→ Written problem
Lay out the records below as a numbered list, starting with the line that contains "Cam-trap alert: motion was detected. Identify overhead" and ending with the line that contains "384, 0, 585, 303". Leave out any blank lines and include nothing else.

→ Records to use
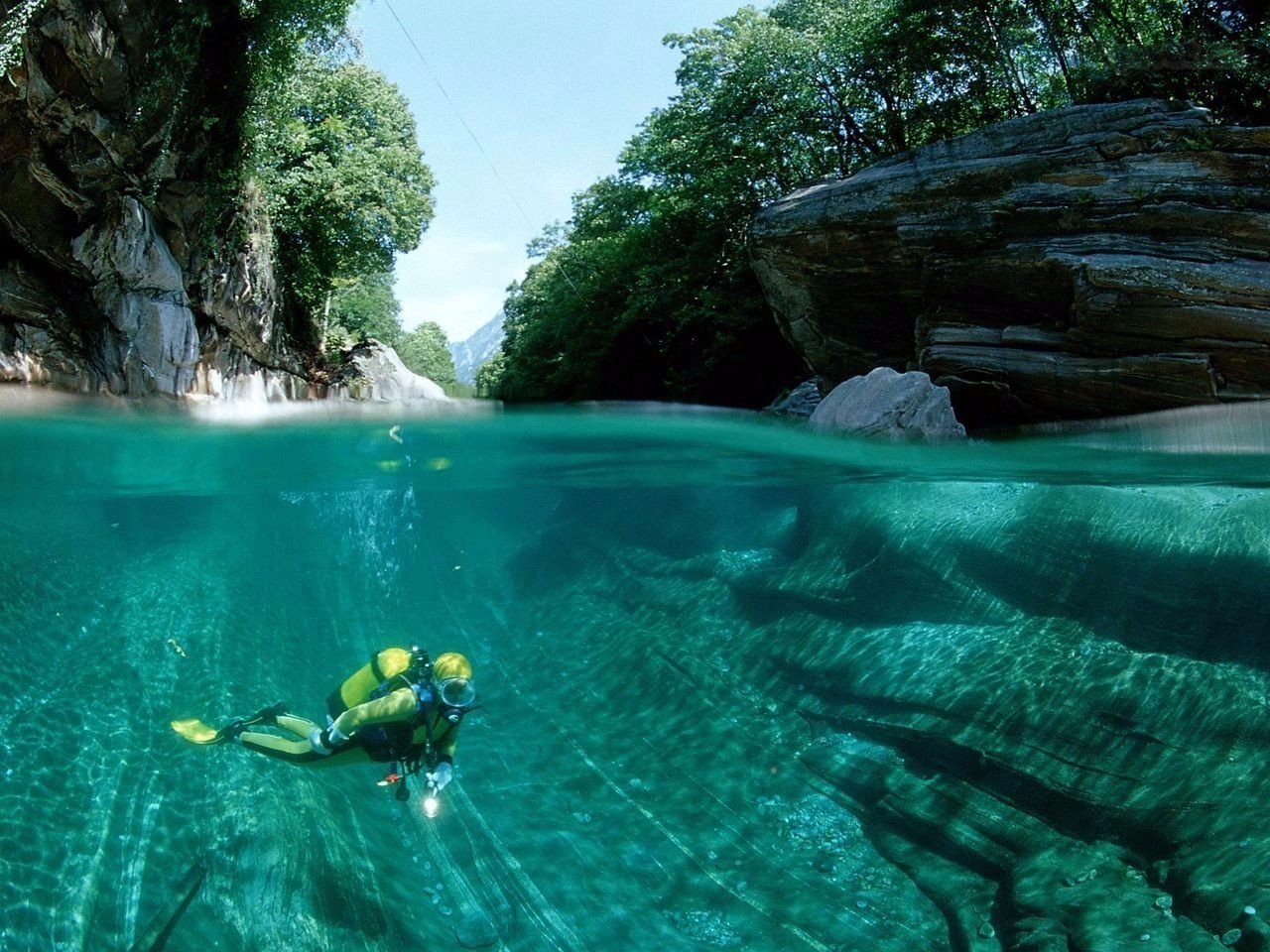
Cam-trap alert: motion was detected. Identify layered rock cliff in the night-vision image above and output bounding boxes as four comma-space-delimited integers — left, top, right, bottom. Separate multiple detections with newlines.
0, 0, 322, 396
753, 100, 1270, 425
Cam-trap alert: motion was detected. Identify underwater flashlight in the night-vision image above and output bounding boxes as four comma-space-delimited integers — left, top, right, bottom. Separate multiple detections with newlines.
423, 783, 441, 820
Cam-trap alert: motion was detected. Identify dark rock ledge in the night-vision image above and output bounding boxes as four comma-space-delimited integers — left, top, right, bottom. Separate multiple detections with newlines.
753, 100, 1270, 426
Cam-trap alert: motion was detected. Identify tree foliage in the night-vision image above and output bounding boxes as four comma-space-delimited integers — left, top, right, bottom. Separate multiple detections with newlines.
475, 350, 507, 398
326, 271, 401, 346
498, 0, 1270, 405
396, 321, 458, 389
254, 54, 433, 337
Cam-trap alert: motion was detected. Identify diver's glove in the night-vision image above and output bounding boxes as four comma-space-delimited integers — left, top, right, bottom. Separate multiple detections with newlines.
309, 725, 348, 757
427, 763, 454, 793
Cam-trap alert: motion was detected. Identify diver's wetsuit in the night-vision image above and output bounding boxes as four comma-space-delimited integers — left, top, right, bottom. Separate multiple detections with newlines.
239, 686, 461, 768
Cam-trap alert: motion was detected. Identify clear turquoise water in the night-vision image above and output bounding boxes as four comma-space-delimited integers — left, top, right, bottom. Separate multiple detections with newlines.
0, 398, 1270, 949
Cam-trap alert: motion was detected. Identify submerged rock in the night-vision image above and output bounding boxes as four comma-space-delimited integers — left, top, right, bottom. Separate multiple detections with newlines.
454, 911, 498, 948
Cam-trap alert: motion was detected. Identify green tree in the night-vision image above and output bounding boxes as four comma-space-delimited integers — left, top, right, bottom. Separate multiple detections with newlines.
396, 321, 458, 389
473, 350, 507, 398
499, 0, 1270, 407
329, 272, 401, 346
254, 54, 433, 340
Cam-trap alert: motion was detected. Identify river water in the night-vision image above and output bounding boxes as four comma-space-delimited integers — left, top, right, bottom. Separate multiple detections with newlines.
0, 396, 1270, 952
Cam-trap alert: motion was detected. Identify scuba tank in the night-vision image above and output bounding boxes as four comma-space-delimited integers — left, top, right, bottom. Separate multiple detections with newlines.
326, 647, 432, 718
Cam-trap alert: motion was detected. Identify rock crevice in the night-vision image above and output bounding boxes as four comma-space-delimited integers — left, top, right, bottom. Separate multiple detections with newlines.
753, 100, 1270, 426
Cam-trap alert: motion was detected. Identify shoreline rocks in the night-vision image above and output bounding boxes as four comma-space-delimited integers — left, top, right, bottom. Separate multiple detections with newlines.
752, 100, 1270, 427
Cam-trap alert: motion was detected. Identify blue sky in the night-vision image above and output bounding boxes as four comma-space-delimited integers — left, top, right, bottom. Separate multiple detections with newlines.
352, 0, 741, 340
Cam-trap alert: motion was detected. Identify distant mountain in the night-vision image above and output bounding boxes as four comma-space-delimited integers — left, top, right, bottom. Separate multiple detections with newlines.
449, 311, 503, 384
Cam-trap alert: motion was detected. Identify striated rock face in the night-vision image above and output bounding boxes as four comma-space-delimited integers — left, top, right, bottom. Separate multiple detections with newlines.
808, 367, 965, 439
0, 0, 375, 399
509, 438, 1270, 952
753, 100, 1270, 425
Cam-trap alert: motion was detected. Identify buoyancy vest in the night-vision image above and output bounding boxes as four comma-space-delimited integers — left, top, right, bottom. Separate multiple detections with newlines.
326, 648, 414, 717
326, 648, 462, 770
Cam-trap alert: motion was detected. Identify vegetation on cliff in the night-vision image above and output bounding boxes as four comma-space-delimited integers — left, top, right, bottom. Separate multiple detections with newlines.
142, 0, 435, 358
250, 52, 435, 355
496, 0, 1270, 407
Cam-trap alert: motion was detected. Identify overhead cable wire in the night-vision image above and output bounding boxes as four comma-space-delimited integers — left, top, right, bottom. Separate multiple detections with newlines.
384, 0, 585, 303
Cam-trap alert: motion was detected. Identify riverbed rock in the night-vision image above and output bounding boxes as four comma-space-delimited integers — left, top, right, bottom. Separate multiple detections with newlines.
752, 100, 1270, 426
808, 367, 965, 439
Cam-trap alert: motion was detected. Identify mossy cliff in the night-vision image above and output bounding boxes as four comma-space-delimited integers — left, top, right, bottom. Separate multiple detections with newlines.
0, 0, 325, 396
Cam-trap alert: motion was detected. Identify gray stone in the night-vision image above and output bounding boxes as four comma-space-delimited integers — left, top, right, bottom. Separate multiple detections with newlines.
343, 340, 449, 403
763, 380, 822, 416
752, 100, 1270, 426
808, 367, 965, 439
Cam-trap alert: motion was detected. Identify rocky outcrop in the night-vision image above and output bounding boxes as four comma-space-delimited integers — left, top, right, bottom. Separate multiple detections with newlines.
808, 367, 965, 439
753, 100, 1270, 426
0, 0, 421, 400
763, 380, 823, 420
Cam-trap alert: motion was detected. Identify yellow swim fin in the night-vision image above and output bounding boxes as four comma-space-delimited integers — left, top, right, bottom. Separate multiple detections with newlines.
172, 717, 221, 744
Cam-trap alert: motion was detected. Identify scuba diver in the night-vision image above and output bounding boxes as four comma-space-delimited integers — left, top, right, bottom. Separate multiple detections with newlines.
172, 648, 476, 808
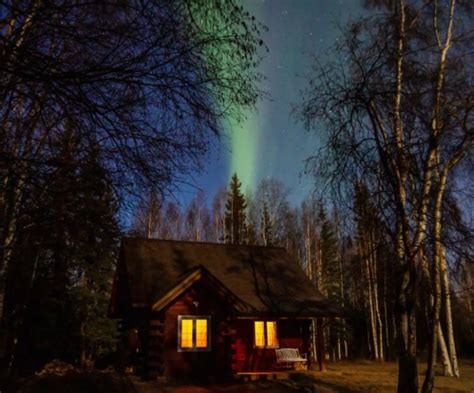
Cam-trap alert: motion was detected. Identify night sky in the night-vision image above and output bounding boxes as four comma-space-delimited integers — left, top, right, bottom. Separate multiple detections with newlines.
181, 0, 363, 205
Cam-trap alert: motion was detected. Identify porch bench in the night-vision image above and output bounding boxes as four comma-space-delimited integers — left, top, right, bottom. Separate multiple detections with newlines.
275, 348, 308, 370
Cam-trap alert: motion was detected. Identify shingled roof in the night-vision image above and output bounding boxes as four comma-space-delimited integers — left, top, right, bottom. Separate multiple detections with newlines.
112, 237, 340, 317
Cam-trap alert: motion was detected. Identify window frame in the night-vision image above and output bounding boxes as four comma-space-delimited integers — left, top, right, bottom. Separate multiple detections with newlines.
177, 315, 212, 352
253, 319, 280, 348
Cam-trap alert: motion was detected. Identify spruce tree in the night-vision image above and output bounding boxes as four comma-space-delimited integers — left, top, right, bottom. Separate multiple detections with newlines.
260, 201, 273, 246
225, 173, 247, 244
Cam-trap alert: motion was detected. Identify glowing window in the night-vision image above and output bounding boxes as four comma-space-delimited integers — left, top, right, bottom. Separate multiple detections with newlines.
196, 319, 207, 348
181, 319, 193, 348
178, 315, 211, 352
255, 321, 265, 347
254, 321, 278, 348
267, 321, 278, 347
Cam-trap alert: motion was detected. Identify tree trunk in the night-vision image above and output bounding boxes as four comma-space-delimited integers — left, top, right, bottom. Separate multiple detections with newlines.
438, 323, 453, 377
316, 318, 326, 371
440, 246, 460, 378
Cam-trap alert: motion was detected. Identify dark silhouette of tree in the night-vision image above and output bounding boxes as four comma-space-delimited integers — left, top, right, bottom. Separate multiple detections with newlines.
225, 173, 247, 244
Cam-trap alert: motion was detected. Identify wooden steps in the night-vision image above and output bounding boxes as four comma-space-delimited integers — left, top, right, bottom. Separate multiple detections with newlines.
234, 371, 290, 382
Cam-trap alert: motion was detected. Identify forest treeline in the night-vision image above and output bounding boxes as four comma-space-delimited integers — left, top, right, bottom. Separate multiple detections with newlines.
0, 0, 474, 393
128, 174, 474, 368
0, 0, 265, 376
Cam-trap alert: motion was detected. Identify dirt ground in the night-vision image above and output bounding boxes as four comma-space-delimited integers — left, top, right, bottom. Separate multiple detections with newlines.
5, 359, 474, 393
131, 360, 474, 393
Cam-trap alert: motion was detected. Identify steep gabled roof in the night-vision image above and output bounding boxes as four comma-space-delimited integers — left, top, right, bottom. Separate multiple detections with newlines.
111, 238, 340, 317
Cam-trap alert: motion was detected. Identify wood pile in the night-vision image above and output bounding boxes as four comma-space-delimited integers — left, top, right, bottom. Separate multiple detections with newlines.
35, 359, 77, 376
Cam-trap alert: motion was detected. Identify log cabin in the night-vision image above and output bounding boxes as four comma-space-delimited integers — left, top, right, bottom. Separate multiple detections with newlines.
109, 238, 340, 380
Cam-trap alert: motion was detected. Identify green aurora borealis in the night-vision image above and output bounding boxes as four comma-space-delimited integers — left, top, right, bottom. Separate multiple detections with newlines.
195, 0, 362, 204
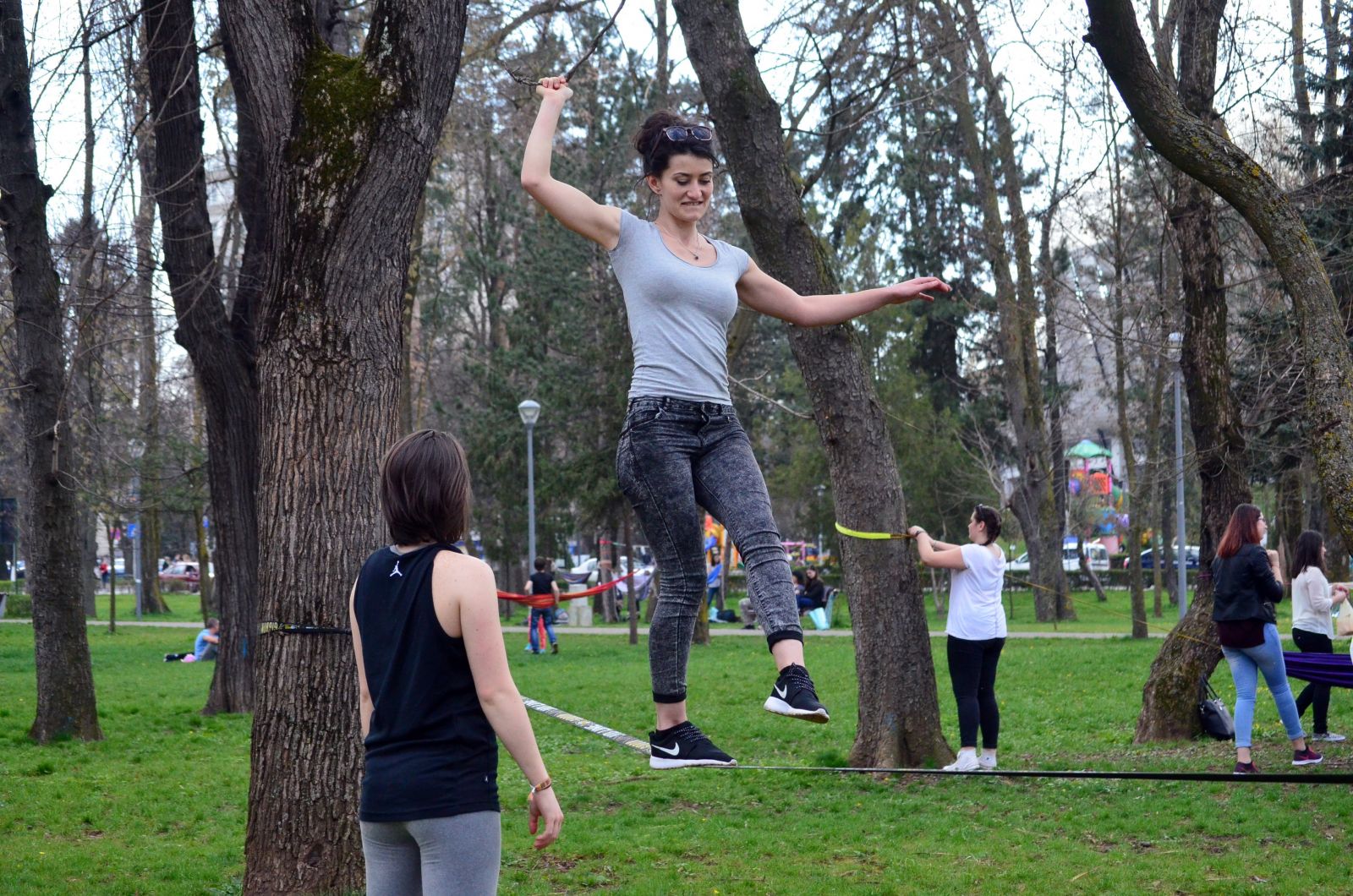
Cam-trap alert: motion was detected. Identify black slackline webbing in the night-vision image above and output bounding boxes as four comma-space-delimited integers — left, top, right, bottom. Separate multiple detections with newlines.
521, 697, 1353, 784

→ The reply
1. Cam-trap alert: motion was detected. Identify overhead cable wire in the night-vision image above and output bounding boxes as four comma-space-delimited integers — left, top, right, bottom. Separate multiple detections with newlines.
2. 384, 0, 585, 303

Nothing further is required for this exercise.